GIVEN PASSAGE ::
+ + +

As Ana Blaskovic/Poslovni Dnevnik writes on the 5th of October, 218, big cities are currently the main focus of property market players, only then do all others follow, but at the region level, this market has exceptional potential as an indispensable part of Croatia’s economic development. That topic was devled into at Njuškalo’s New Link conference, which was held in Zagreb on Wednesday.

“We’re an open book on which other sectors such as tourism, and ultimately the retirement of people in Croatia, lean on,” said Robert Pokrovac, of Erste. In Dalmatia, which has been recording record tourist seasons, the tourist season’s extension has a direct impact on the property market. Tourism has conquered big cities, the properties are there, but there’s no additional content.

Real estate professionals see the main potential in retirees originally from Northern Europe being attracted to a milder climate. Although Istria’s good practice of old stone house renovation which has delighted foreigners could be mapped throughout Croatia, that region still has room for growth, for example in the construction of things like golf courses.

Lika, on the other hand, has only begun to feel the first signs of ”awakening” thanks to the tourists who are attracted by the natural beauty of its numerous national and other nature parks. Although housing is lacking in larger areas such as in Otočac, there is the lack of a healthy economy for the proper development of a property market, which is why investments in that part of Croatia are necessary.

Perception is much stronger than reality, and this undisputed truth should be used when branding some neighborhoods in cities, said Damjan Geber of the Brigade Agency.

+ + +

(Excerpts from a pointing dataset)
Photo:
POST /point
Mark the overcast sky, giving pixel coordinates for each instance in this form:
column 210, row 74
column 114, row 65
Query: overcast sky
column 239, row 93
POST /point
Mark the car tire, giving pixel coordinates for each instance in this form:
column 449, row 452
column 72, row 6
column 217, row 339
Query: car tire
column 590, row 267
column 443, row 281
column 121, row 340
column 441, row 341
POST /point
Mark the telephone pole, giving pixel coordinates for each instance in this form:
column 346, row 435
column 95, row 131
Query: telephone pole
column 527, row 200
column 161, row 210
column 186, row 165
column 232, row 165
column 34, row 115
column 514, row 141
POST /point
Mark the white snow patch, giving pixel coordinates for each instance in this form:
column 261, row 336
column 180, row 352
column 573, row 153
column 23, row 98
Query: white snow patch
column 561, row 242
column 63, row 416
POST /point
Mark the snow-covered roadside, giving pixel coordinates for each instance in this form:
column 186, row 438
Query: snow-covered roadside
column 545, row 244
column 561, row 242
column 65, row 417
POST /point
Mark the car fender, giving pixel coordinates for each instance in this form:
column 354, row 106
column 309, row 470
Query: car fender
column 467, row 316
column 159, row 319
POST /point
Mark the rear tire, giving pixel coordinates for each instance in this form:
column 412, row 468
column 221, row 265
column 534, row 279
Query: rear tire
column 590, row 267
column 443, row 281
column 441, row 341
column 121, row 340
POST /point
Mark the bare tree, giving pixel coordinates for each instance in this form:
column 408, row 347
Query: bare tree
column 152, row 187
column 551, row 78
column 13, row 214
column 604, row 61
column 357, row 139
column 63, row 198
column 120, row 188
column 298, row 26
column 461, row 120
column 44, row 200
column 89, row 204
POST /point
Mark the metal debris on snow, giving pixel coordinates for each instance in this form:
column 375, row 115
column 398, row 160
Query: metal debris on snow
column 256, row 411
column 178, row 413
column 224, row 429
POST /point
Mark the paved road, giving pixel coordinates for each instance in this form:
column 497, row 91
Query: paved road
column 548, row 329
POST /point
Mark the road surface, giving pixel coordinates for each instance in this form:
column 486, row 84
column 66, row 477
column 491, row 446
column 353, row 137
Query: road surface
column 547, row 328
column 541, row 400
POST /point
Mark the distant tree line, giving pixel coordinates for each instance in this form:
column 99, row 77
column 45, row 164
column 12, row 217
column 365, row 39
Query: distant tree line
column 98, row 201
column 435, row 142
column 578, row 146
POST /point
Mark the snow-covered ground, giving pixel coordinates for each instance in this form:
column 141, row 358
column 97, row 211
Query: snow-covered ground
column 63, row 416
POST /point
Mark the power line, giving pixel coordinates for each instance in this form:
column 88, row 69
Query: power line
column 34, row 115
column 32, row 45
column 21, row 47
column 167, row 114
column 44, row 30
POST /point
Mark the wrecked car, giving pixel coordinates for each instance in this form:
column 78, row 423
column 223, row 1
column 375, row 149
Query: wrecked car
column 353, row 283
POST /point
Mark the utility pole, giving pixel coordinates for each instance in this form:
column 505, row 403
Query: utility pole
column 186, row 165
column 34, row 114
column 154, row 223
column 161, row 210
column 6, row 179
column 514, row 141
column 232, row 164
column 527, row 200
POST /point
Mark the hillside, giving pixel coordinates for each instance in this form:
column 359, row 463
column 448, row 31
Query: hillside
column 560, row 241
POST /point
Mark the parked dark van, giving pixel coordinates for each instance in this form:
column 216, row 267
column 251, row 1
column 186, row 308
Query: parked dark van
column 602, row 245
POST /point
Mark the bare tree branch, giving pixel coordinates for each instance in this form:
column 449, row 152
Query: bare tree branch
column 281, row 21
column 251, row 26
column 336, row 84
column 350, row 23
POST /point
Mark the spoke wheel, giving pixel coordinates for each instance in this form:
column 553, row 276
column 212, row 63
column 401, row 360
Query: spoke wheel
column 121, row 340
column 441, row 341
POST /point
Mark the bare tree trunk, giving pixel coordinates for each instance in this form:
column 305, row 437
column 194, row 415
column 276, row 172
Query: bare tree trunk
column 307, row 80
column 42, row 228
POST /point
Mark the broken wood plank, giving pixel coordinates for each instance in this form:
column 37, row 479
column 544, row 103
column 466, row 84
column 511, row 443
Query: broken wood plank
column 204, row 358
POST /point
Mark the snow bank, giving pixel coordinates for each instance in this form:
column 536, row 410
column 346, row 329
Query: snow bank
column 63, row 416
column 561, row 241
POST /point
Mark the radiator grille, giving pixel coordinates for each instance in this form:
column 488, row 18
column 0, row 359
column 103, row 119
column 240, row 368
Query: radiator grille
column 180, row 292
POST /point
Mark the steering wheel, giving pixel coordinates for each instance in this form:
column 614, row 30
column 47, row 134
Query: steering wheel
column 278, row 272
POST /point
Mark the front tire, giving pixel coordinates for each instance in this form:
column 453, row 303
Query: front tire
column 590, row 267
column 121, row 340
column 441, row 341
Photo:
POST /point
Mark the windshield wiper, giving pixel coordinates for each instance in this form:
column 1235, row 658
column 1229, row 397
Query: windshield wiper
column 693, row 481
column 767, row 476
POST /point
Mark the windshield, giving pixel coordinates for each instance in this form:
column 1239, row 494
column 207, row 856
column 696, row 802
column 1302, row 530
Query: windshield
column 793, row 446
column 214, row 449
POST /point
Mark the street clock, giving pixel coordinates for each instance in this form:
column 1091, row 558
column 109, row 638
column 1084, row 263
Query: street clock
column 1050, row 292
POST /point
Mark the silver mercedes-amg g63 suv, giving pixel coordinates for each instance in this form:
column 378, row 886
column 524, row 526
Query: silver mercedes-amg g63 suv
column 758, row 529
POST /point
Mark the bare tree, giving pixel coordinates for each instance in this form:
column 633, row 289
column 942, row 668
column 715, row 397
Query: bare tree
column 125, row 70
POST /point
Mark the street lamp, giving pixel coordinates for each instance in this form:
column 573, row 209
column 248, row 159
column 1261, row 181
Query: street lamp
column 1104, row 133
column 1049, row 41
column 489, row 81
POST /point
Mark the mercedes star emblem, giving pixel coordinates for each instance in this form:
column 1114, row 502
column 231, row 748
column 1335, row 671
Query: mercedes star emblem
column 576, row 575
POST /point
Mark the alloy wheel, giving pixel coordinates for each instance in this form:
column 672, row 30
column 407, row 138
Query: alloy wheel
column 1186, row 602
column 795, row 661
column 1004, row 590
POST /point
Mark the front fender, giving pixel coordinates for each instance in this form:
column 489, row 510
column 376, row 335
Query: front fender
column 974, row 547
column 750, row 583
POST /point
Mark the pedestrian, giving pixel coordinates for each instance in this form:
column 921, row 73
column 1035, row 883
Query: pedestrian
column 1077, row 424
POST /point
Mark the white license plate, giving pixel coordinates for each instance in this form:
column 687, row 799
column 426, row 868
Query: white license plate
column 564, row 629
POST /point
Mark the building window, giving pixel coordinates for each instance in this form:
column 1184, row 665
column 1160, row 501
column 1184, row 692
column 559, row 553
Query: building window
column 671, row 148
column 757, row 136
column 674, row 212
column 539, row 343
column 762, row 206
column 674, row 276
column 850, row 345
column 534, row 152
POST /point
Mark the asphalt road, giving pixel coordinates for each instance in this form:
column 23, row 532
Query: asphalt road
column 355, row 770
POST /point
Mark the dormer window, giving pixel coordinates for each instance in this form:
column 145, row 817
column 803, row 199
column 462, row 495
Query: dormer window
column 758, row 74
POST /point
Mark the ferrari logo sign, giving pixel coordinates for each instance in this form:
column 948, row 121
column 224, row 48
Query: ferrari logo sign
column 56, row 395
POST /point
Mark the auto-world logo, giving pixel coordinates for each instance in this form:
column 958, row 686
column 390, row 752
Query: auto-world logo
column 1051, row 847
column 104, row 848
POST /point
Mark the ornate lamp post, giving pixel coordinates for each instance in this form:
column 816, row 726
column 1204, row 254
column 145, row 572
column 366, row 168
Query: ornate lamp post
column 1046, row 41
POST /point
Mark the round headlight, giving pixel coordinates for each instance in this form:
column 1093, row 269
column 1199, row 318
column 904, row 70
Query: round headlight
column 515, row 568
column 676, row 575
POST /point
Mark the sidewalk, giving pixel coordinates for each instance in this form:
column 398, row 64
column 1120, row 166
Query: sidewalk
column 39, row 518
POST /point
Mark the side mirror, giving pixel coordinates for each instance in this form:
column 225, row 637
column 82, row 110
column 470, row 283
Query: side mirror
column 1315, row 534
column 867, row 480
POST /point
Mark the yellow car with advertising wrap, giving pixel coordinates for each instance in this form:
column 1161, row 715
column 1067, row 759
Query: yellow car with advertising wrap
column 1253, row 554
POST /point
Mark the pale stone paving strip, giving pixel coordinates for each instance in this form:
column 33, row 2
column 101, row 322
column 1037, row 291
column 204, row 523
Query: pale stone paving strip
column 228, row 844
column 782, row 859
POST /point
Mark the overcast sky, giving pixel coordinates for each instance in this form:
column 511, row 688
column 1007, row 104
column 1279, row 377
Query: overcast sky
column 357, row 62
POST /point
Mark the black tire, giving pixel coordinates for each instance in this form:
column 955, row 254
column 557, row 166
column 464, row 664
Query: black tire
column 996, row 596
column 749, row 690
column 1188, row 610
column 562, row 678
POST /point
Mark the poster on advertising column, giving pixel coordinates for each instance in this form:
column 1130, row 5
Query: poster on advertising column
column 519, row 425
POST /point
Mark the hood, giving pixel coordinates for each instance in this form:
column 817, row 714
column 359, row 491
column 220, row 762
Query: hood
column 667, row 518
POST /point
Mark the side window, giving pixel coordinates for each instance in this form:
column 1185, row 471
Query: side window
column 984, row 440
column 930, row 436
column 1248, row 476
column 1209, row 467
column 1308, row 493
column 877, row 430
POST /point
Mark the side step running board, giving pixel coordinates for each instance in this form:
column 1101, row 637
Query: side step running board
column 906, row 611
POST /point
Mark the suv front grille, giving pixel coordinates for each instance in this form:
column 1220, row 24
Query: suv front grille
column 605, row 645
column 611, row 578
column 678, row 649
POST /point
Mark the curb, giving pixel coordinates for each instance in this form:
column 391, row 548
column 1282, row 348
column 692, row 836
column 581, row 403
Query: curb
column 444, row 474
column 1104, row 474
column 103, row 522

+ + +

PROBLEM SET ::
A – Print the stretch from "Lika, on the" through "the Brigade Agency." in the article on Croatia's property market above, word for word.
B – Proceed with the article on Croatia's property market above, writing on from its final sentence.

OUTPUTS ::
A –
Lika, on the other hand, has only begun to feel the first signs of ”awakening” thanks to the tourists who are attracted by the natural beauty of its numerous national and other nature parks. Although housing is lacking in larger areas such as in Otočac, there is the lack of a healthy economy for the proper development of a property market, which is why investments in that part of Croatia are necessary.

Perception is much stronger than reality, and this undisputed truth should be used when branding some neighborhoods in cities, said Damjan Geber of the Brigade Agency.

B –
Looking at the jump in prices and the increased demand for apartments and homes in neighbourhoods such as East Harlem ​​or Williamsburg, in New York, which have been transformed from actual ghettos to areas with very high prices in the last twenty years, Geber believes that such smart and consistent planning could also happen in major cities across Croatia.

The design district around Martićeva street in Zagreb is the only attempt at such a thing at this time, and whether Trnje will be branded as an artistic quarter or Trešnjevka as a startup neighbourhood depends on the local community, but also on the understanding of the respective local authorities.

With Zagreb mayor Milan Bandić’s infamous ”fetish” for building fountains coming very much before anything else at all, the City of Zagreb failed to recognise the actual problems faced by the residents of the city’s neighbourhoods such as Trnje. Such similar moves being carried out in reality will depend very much on whether young people decide to stay in Croatia or move to cities that already recognise the need for such moves, such as Kreutzberg in Berlin, or Peckham in London.

Just like the famous slogan from the hit British comedy Only Fools and Horses – “New York, Paris, Peckham” in just one year, the formerly deprived Peckham became a creative hub.